## Task details:
Look through the records that follow. Copy every line containing the word "blonde".

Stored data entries
* * *
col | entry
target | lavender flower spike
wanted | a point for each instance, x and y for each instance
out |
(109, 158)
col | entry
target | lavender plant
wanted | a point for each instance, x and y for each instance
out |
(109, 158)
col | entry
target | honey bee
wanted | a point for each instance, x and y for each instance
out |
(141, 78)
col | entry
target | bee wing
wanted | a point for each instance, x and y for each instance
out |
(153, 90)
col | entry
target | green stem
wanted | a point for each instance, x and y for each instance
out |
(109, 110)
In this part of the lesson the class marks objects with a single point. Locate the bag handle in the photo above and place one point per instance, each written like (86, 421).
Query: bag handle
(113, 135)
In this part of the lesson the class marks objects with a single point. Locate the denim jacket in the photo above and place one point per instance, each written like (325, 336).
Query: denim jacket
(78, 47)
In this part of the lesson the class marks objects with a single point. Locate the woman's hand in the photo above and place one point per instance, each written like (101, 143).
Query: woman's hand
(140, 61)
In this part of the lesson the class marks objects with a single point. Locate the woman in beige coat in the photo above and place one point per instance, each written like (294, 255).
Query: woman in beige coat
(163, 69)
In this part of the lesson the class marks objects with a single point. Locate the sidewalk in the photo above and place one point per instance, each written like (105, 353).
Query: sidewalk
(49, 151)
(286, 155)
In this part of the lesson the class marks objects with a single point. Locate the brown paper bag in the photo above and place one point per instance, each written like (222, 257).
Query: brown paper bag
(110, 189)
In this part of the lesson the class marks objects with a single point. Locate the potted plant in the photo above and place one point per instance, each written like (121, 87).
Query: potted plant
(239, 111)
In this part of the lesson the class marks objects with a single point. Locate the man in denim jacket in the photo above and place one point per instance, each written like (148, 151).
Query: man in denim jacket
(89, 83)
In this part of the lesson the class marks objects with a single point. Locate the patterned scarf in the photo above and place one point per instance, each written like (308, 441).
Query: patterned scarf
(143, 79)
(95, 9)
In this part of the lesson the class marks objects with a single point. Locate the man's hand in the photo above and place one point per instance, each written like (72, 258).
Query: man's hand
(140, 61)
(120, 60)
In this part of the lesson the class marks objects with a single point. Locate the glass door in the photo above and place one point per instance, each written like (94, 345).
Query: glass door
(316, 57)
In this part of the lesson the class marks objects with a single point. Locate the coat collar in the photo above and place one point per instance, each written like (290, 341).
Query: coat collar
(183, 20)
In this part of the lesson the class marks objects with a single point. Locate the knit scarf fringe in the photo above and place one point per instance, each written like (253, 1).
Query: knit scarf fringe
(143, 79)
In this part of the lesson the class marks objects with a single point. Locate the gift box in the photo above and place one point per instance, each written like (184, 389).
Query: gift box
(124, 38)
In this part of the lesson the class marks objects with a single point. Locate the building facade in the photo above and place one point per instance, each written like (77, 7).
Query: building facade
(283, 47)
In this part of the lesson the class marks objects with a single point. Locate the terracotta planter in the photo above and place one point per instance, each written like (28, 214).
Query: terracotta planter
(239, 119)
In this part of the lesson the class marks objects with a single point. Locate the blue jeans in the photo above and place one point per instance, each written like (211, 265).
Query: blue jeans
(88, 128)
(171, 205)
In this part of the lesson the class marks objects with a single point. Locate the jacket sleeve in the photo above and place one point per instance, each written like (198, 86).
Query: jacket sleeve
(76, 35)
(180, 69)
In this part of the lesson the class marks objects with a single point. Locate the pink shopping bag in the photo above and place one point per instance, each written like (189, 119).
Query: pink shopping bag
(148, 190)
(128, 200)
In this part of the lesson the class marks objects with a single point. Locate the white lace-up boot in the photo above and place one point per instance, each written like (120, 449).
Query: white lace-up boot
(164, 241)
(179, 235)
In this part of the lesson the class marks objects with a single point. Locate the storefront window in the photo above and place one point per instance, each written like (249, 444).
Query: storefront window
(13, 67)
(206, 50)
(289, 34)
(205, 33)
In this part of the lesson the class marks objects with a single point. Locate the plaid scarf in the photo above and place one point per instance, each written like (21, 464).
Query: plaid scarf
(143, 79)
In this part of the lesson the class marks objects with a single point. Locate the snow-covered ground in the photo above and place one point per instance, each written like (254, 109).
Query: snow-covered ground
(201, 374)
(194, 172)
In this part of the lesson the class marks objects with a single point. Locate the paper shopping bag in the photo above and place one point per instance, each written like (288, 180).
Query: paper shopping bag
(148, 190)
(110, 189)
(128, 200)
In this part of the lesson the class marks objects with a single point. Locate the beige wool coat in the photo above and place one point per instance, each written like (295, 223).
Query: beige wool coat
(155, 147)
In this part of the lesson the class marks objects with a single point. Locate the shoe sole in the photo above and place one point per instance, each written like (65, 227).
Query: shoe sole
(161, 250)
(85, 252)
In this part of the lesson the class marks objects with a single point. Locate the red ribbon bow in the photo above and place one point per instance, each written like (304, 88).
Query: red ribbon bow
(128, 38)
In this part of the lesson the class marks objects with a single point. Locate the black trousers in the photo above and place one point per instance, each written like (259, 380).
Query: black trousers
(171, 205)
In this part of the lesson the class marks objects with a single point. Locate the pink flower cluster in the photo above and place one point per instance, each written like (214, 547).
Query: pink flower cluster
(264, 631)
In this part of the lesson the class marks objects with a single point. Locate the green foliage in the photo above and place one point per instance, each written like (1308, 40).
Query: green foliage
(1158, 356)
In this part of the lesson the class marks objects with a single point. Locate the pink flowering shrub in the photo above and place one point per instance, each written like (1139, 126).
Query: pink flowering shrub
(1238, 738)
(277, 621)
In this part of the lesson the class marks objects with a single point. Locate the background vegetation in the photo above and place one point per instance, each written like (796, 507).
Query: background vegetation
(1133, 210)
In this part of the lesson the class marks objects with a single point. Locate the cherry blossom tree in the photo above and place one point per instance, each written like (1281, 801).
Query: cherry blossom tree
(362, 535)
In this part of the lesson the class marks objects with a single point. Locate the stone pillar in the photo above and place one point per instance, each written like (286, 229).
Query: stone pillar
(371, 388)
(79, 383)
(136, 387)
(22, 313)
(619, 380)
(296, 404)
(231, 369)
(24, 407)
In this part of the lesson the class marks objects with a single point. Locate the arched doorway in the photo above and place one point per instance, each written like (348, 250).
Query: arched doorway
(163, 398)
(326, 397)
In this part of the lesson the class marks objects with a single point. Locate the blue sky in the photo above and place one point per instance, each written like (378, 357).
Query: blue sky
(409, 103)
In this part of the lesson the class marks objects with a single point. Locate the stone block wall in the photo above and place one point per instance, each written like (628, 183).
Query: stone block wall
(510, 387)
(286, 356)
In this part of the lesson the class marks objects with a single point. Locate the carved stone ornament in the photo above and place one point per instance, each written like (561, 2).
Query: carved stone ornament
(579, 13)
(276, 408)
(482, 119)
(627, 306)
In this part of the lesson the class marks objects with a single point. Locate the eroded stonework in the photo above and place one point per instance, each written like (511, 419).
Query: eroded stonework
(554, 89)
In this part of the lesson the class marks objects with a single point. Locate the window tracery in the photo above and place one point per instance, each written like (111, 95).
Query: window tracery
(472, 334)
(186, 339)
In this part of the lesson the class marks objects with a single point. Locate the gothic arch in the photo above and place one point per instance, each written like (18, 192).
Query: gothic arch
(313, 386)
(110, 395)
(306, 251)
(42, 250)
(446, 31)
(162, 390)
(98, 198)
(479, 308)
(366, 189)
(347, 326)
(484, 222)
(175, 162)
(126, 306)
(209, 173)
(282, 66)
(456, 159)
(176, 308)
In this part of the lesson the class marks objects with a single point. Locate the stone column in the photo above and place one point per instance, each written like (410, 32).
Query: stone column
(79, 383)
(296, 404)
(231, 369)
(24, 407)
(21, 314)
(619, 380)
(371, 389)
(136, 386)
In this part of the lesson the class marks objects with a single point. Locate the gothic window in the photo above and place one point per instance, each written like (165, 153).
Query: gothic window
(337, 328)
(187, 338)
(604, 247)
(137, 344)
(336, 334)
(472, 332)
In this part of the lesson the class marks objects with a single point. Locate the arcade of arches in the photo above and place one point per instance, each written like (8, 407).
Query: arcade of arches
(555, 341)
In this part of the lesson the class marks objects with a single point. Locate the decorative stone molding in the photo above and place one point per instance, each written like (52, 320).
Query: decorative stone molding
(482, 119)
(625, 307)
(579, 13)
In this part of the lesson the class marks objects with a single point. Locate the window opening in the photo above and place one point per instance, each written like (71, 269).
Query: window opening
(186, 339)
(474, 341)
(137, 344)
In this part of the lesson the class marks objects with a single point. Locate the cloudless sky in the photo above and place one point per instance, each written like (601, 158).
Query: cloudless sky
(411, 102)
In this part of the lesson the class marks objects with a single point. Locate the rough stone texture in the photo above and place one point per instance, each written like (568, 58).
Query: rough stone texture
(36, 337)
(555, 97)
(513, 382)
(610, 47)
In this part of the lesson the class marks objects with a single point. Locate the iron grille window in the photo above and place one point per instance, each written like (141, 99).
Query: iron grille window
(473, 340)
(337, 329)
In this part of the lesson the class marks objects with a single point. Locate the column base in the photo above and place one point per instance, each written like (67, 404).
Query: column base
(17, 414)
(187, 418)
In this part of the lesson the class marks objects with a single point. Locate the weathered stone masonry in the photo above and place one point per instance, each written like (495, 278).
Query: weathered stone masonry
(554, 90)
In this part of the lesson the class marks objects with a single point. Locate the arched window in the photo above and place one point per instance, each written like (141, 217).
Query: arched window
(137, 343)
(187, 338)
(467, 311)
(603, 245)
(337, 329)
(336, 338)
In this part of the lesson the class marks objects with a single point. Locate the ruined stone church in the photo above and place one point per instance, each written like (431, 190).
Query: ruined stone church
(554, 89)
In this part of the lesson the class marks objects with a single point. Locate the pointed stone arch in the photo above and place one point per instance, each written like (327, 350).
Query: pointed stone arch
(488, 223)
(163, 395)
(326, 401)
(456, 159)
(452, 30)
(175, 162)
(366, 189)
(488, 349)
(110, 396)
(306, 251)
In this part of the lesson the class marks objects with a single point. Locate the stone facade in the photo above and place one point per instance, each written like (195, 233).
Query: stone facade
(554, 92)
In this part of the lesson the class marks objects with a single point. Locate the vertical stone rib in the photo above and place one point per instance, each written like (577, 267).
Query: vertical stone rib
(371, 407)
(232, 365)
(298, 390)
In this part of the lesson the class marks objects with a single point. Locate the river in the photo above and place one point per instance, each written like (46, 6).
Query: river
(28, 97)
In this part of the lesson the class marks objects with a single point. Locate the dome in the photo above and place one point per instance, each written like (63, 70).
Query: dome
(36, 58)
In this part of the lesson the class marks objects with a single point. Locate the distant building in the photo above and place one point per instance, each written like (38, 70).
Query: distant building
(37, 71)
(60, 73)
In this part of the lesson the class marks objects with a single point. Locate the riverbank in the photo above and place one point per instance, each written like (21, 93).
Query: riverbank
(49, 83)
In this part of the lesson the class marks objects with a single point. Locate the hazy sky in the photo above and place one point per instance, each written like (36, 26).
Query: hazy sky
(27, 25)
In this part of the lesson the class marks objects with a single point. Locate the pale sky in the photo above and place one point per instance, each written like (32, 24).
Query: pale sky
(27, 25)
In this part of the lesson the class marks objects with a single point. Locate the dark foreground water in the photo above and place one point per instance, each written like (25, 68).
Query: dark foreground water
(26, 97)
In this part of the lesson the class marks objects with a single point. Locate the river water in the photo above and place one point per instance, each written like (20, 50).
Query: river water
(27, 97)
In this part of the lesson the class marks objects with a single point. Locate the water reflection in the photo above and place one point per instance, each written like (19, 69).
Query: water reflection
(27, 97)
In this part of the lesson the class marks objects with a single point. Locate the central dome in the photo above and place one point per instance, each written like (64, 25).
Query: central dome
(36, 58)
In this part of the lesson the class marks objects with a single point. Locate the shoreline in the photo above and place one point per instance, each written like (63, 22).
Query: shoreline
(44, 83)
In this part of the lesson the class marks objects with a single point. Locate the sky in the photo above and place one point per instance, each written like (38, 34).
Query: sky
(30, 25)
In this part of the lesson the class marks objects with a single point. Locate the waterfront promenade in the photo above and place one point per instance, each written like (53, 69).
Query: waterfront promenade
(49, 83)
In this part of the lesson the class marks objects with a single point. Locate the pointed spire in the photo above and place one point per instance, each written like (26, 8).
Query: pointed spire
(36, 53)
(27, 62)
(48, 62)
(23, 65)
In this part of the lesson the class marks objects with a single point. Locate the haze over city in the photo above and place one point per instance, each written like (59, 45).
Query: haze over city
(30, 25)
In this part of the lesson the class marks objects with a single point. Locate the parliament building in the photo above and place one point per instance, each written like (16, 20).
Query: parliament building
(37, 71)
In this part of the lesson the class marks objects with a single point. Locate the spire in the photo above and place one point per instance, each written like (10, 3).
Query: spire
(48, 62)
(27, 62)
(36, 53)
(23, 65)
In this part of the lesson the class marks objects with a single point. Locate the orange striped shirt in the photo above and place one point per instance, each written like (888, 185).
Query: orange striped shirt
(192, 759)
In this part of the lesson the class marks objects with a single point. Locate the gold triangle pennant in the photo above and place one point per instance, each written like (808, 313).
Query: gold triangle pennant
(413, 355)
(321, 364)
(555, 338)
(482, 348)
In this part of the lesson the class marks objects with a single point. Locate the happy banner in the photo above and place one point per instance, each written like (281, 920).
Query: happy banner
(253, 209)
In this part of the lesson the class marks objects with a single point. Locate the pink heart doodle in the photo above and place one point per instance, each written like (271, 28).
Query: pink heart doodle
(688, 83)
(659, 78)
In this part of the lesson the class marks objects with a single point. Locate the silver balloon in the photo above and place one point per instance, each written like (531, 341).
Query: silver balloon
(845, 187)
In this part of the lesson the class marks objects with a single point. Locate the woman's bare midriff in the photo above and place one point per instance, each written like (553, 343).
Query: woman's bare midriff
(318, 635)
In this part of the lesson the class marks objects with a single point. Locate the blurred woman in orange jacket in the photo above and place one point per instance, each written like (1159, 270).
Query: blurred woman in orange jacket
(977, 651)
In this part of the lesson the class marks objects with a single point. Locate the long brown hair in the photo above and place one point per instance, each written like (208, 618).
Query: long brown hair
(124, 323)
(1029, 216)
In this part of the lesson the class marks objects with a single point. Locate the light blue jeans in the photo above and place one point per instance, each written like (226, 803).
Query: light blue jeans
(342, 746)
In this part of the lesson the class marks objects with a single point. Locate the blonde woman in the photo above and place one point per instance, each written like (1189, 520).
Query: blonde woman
* * *
## Solution to the exercise:
In this part of the lesson the class marks objects with a single point. Locate the blonde woman in the photo above and place one point per instance, each written like (1189, 520).
Query: blonde woman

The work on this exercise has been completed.